Pull out every line of the entries below that contains the string "chimney", and copy each such line in full.

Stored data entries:
-- begin --

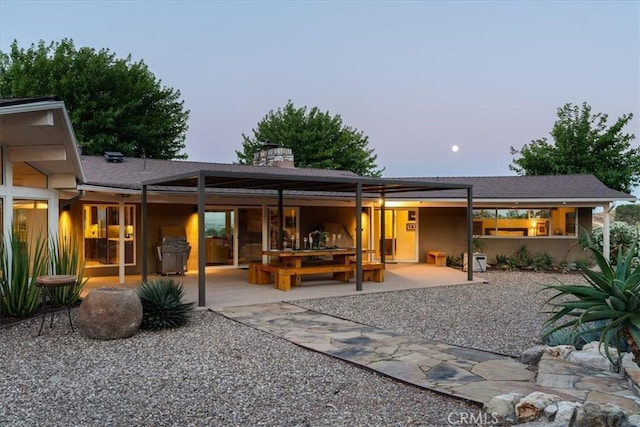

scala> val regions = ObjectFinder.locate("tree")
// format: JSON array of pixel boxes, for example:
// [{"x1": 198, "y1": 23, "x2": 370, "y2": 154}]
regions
[
  {"x1": 616, "y1": 205, "x2": 640, "y2": 225},
  {"x1": 509, "y1": 103, "x2": 640, "y2": 193},
  {"x1": 236, "y1": 100, "x2": 382, "y2": 176},
  {"x1": 0, "y1": 39, "x2": 189, "y2": 159}
]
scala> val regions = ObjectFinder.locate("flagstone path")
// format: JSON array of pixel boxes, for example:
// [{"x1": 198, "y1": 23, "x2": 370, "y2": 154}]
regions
[{"x1": 216, "y1": 303, "x2": 640, "y2": 413}]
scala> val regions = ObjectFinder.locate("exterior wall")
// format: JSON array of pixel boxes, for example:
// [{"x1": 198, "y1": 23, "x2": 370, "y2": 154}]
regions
[
  {"x1": 419, "y1": 207, "x2": 592, "y2": 263},
  {"x1": 69, "y1": 201, "x2": 591, "y2": 276}
]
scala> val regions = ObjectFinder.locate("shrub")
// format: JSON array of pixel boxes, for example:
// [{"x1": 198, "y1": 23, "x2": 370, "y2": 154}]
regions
[
  {"x1": 137, "y1": 277, "x2": 194, "y2": 330},
  {"x1": 545, "y1": 236, "x2": 640, "y2": 366},
  {"x1": 447, "y1": 255, "x2": 462, "y2": 268},
  {"x1": 513, "y1": 244, "x2": 533, "y2": 268},
  {"x1": 531, "y1": 252, "x2": 553, "y2": 271},
  {"x1": 543, "y1": 320, "x2": 629, "y2": 351}
]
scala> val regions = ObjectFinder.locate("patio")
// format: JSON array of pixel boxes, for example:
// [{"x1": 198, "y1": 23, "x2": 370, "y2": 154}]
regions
[{"x1": 82, "y1": 264, "x2": 485, "y2": 310}]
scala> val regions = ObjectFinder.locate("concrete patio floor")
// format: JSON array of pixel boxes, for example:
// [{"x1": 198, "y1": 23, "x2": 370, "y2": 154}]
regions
[{"x1": 82, "y1": 263, "x2": 486, "y2": 310}]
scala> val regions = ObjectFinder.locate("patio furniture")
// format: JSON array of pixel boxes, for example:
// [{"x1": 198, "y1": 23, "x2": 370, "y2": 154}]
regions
[
  {"x1": 36, "y1": 274, "x2": 77, "y2": 336},
  {"x1": 427, "y1": 251, "x2": 447, "y2": 267},
  {"x1": 249, "y1": 248, "x2": 384, "y2": 291}
]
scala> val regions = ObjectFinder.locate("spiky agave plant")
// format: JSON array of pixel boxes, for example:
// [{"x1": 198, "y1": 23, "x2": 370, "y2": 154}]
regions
[
  {"x1": 545, "y1": 240, "x2": 640, "y2": 366},
  {"x1": 0, "y1": 230, "x2": 47, "y2": 317},
  {"x1": 137, "y1": 277, "x2": 194, "y2": 330}
]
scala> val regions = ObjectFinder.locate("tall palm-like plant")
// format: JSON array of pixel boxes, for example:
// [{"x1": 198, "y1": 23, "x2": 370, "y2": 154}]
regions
[
  {"x1": 545, "y1": 240, "x2": 640, "y2": 366},
  {"x1": 0, "y1": 231, "x2": 47, "y2": 317}
]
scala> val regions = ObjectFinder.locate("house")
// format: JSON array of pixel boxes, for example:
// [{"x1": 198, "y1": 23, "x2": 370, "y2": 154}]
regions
[{"x1": 0, "y1": 97, "x2": 635, "y2": 292}]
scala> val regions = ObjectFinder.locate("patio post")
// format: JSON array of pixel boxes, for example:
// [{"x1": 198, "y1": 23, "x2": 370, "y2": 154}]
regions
[
  {"x1": 140, "y1": 184, "x2": 149, "y2": 282},
  {"x1": 356, "y1": 182, "x2": 362, "y2": 291},
  {"x1": 467, "y1": 187, "x2": 474, "y2": 281},
  {"x1": 379, "y1": 191, "x2": 387, "y2": 264},
  {"x1": 198, "y1": 171, "x2": 207, "y2": 307}
]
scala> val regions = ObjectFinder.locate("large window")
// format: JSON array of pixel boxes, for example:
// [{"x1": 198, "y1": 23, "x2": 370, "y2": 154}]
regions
[
  {"x1": 83, "y1": 205, "x2": 136, "y2": 266},
  {"x1": 473, "y1": 207, "x2": 577, "y2": 237}
]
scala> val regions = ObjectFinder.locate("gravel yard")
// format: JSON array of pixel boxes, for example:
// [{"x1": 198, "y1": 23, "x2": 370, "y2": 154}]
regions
[{"x1": 0, "y1": 272, "x2": 582, "y2": 426}]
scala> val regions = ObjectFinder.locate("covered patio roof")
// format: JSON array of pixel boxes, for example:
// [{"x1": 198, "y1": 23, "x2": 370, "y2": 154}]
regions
[{"x1": 142, "y1": 166, "x2": 473, "y2": 306}]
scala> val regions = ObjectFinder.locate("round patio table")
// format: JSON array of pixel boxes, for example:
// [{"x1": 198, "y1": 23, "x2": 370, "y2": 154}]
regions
[{"x1": 36, "y1": 274, "x2": 77, "y2": 336}]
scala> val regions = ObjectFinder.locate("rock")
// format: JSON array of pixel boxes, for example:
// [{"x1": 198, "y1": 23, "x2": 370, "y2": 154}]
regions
[
  {"x1": 566, "y1": 341, "x2": 618, "y2": 371},
  {"x1": 78, "y1": 288, "x2": 142, "y2": 340},
  {"x1": 484, "y1": 393, "x2": 523, "y2": 422},
  {"x1": 575, "y1": 402, "x2": 627, "y2": 427},
  {"x1": 623, "y1": 415, "x2": 640, "y2": 427},
  {"x1": 622, "y1": 353, "x2": 640, "y2": 397},
  {"x1": 542, "y1": 403, "x2": 558, "y2": 420},
  {"x1": 520, "y1": 345, "x2": 547, "y2": 365},
  {"x1": 516, "y1": 391, "x2": 561, "y2": 423},
  {"x1": 544, "y1": 345, "x2": 576, "y2": 359},
  {"x1": 553, "y1": 400, "x2": 582, "y2": 425}
]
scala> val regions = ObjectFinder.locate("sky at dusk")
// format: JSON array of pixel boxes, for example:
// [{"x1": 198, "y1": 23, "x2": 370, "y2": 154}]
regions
[{"x1": 0, "y1": 0, "x2": 640, "y2": 196}]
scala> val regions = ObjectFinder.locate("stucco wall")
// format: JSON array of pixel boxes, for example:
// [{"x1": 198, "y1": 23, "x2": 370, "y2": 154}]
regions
[{"x1": 419, "y1": 207, "x2": 591, "y2": 263}]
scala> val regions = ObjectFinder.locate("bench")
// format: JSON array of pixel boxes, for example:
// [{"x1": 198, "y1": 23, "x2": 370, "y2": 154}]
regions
[
  {"x1": 427, "y1": 251, "x2": 447, "y2": 267},
  {"x1": 249, "y1": 262, "x2": 279, "y2": 285},
  {"x1": 249, "y1": 263, "x2": 384, "y2": 291}
]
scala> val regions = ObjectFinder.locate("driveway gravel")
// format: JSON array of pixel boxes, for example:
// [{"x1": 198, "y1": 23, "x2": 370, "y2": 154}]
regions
[{"x1": 0, "y1": 272, "x2": 581, "y2": 426}]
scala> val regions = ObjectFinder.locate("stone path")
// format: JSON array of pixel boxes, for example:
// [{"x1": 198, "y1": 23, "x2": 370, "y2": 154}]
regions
[{"x1": 217, "y1": 303, "x2": 640, "y2": 413}]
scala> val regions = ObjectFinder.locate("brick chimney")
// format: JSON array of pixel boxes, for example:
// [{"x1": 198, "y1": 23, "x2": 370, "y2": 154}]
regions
[{"x1": 253, "y1": 143, "x2": 295, "y2": 168}]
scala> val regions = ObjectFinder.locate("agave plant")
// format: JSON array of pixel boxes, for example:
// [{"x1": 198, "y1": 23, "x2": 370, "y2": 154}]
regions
[
  {"x1": 0, "y1": 231, "x2": 47, "y2": 317},
  {"x1": 545, "y1": 240, "x2": 640, "y2": 366},
  {"x1": 137, "y1": 277, "x2": 194, "y2": 330}
]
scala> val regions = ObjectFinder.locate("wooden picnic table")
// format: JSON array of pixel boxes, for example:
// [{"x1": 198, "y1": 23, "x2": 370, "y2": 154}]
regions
[{"x1": 249, "y1": 248, "x2": 384, "y2": 291}]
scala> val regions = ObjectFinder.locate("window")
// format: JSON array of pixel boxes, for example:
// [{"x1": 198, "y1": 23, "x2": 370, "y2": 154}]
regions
[
  {"x1": 473, "y1": 207, "x2": 577, "y2": 237},
  {"x1": 83, "y1": 205, "x2": 136, "y2": 267}
]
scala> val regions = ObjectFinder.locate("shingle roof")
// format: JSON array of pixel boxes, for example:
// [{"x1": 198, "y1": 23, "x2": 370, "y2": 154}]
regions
[
  {"x1": 82, "y1": 156, "x2": 358, "y2": 189},
  {"x1": 77, "y1": 156, "x2": 635, "y2": 201},
  {"x1": 0, "y1": 95, "x2": 60, "y2": 107},
  {"x1": 390, "y1": 175, "x2": 635, "y2": 201}
]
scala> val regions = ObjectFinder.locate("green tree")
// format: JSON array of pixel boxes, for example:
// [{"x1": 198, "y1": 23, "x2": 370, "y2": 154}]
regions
[
  {"x1": 616, "y1": 205, "x2": 640, "y2": 225},
  {"x1": 236, "y1": 100, "x2": 382, "y2": 176},
  {"x1": 509, "y1": 103, "x2": 640, "y2": 193},
  {"x1": 0, "y1": 39, "x2": 189, "y2": 159}
]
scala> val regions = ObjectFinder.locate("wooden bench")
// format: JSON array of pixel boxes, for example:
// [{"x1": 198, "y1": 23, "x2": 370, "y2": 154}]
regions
[
  {"x1": 427, "y1": 251, "x2": 447, "y2": 267},
  {"x1": 275, "y1": 263, "x2": 384, "y2": 291},
  {"x1": 249, "y1": 262, "x2": 384, "y2": 291},
  {"x1": 249, "y1": 262, "x2": 279, "y2": 285}
]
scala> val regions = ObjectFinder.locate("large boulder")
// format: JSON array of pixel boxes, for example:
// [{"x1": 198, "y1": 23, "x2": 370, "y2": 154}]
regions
[{"x1": 78, "y1": 288, "x2": 142, "y2": 340}]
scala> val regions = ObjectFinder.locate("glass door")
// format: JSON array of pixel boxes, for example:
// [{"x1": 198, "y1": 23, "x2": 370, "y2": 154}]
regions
[
  {"x1": 373, "y1": 208, "x2": 418, "y2": 262},
  {"x1": 204, "y1": 208, "x2": 235, "y2": 265},
  {"x1": 238, "y1": 208, "x2": 262, "y2": 265}
]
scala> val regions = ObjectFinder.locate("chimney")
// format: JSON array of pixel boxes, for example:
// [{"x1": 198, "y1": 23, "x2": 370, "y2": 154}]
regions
[{"x1": 253, "y1": 143, "x2": 295, "y2": 168}]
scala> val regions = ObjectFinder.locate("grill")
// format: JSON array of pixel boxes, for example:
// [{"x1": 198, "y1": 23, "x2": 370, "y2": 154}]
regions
[{"x1": 156, "y1": 227, "x2": 191, "y2": 275}]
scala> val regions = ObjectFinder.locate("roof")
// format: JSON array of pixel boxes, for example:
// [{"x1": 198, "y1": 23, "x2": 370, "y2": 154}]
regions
[
  {"x1": 82, "y1": 156, "x2": 469, "y2": 194},
  {"x1": 82, "y1": 156, "x2": 635, "y2": 203},
  {"x1": 0, "y1": 96, "x2": 85, "y2": 184},
  {"x1": 390, "y1": 174, "x2": 636, "y2": 202}
]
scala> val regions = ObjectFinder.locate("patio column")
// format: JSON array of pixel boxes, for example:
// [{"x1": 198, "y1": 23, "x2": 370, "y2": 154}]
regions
[
  {"x1": 356, "y1": 182, "x2": 362, "y2": 291},
  {"x1": 602, "y1": 203, "x2": 616, "y2": 261},
  {"x1": 467, "y1": 187, "x2": 474, "y2": 281},
  {"x1": 140, "y1": 184, "x2": 149, "y2": 282},
  {"x1": 198, "y1": 171, "x2": 207, "y2": 307}
]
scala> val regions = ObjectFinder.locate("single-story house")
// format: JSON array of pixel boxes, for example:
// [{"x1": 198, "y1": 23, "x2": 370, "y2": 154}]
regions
[{"x1": 0, "y1": 97, "x2": 635, "y2": 298}]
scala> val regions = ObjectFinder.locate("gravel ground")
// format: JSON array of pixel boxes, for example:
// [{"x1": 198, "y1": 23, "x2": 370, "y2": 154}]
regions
[
  {"x1": 0, "y1": 273, "x2": 580, "y2": 426},
  {"x1": 296, "y1": 271, "x2": 585, "y2": 356}
]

-- end --

- TASK RESPONSE:
scala> val regions = ObjectFinder.locate("brick chimney")
scala> val regions = ObjectFinder.locate("chimney")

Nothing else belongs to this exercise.